Core class credits at Collegiate Academy will transfer to any public university in Texas, according to the academy’s website. Counselors at Collegiate Academy work with the transfer department at Tarrant County College to help ensure students can attend the college of their choice, Knutz said.

Students also have opportunities for internships and job shadowing.

There is a five-step application process to attend the academy. Anyone in the district is welcome to apply, but Knutz said students should want to attend a smaller school and participate in a rigorous curriculum with advanced education opportunities.

During the academy’s fifth-anniversary celebration, students Jose Pedraza and Lesly Alvarado shared their experiences in the school. Pedraza will graduate in the spring from Collegiate Academy with 57 college credit hours.

“This school is based on a lot of first-generation students, like me, that never had that opportunity, that have never experienced [seeing] someone go through college,” he said.

Alvarado is also a senior at Collegiate Academy, where she discovered a passion for speech pathology.

“Coming to Collegiate Academy has been one of the most impactful decisions that I have made in my life,” she said. “I have been able to build connections and relationships with the teachers here, and they have mentally supported me in the past three years.”

‘A growing need’

As colleges continue to become more expensive, Knutz said more students need options to help them get ahead.

Tuition and fees total a little more than $10,000 per year at The University of Texas at Austin, which data shows is a top choice in Texas for students graduating from CISD and GCISD. The average debt for UT Austin graduates is $38,344; parents usually pick up a little more than one-third of that cost, according to data.

_Provided material_
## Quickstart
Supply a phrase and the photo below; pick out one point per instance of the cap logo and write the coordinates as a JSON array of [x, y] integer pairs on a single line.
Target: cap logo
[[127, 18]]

_The request_
Could you retype everything in the Collegiate Academy article from "During the academy’s" down to "for speech pathology."? The lines above are unrelated to the Collegiate Academy article.

_Answer to the problem_
During the academy’s fifth-anniversary celebration, students Jose Pedraza and Lesly Alvarado shared their experiences in the school. Pedraza will graduate in the spring from Collegiate Academy with 57 college credit hours.

“This school is based on a lot of first-generation students, like me, that never had that opportunity, that have never experienced [seeing] someone go through college,” he said.

Alvarado is also a senior at Collegiate Academy, where she discovered a passion for speech pathology.